» **原文**:
——

新年を迎えて早一カ月が経過した。ここで2024年の外食の動向を占ってみたい。

振り返ると2023年の飲食業界はコストプッシュを強いられた一年であった。コロナ禍が完全に落ち着いて、多くの店は好調に沸いたが、値上げが悩ましい課題であった。

その中で、新しい繁盛業態が顕在化してきている。それは「ファストカジュアル」である。この業態はファストフードに似ていて、クオリティの専門性が高い。多少高いと感じるが満足度が高い。筆者はこの業態が今年増えていくものと確信している。

以下、昨年筆者が体験した「ファストカジュアル」の事例から、筆者が確信している理由を解説していこう。

ハンバーグを自前焼き風にして提供

2023年を振り返って、筆者が最も感銘を受けた繁盛店は「極味や」である。

8月中旬に渋谷パルコ地下1階にある同店を訪れた。渋谷パルコの開店は11時で、飲食フロアの開店は11時30分となっていたことから「11時10分ごろに行けば余裕で入れるだろう」と思って行くと、すでに40人の行列ができていた。そこで14時に再度同店を訪れたらそのウエーティングの長さは変わらなかった。並んだところ、入店できたのは15時40分。1時間40分並んだことになる。

渋谷パルコ「極味や」のウエーティングの様子(2023年8月)、40人近いウエーティングが続いていた。韓国、中国からのインバウンドも多くみられた(筆者撮影)
渋谷パルコ「極味や」のウエーティングの様子(2023年8月)、40人近いウエーティングが続いていた。韓国、中国からのインバウンドも多くみられた(筆者撮影)

「極味や」を運営するのは、福岡市に本拠を置く極味やグループである(代表/松尾和幸)。和牛を扱う焼肉店で修業をした代表の松尾氏が、伊万里牛を使用する焼肉店「極味や」を2001年福岡市内の住宅街にオープンした。9坪ながら大層繁盛し月商はマックスで600万円を記録した。その後、焼肉店は3店舗に広げる。

——

» **提供資料**:
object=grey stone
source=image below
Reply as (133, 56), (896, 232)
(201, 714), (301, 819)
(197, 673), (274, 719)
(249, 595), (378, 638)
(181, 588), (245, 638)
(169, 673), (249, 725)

——

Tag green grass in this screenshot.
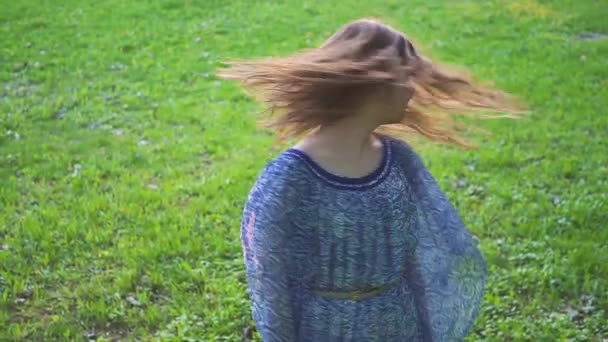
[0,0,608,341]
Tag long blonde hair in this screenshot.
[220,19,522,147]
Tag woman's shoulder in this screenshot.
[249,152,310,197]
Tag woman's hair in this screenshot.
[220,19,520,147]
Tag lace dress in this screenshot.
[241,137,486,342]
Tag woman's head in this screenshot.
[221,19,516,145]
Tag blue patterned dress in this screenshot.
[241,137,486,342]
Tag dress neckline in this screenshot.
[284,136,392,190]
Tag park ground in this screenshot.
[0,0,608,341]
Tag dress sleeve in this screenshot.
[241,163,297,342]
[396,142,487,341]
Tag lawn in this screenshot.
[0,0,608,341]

——

» **作業の指示**:
- 1) 原文のうち、「その中で、新しい繁盛業態が顕」を含む語句で始まり「後、焼肉店は3店舗に広げる。」で終わる部分を、「伊万里牛」を「佐賀牛」に差し替えて書き直せ。
- 2) 項目の中で「woman」という文字列を含む行はいくつあるか。数だけを答えよ。

» **問題の解答**:
- 1)
その中で、新しい繁盛業態が顕在化してきている。それは「ファストカジュアル」である。この業態はファストフードに似ていて、クオリティの専門性が高い。多少高いと感じるが満足度が高い。筆者はこの業態が今年増えていくものと確信している。

以下、昨年筆者が体験した「ファストカジュアル」の事例から、筆者が確信している理由を解説していこう。

ハンバーグを自前焼き風にして提供

2023年を振り返って、筆者が最も感銘を受けた繁盛店は「極味や」である。

8月中旬に渋谷パルコ地下1階にある同店を訪れた。渋谷パルコの開店は11時で、飲食フロアの開店は11時30分となっていたことから「11時10分ごろに行けば余裕で入れるだろう」と思って行くと、すでに40人の行列ができていた。そこで14時に再度同店を訪れたらそのウエーティングの長さは変わらなかった。並んだところ、入店できたのは15時40分。1時間40分並んだことになる。

渋谷パルコ「極味や」のウエーティングの様子(2023年8月)、40人近いウエーティングが続いていた。韓国、中国からのインバウンドも多くみられた(筆者撮影)
渋谷パルコ「極味や」のウエーティングの様子(2023年8月)、40人近いウエーティングが続いていた。韓国、中国からのインバウンドも多くみられた(筆者撮影)

「極味や」を運営するのは、福岡市に本拠を置く極味やグループである(代表/松尾和幸)。和牛を扱う焼肉店で修業をした代表の松尾氏が、佐賀牛を使用する焼肉店「極味や」を2001年福岡市内の住宅街にオープンした。9坪ながら大層繁盛し月商はマックスで600万円を記録した。その後、焼肉店は3店舗に広げる。

- 2) 3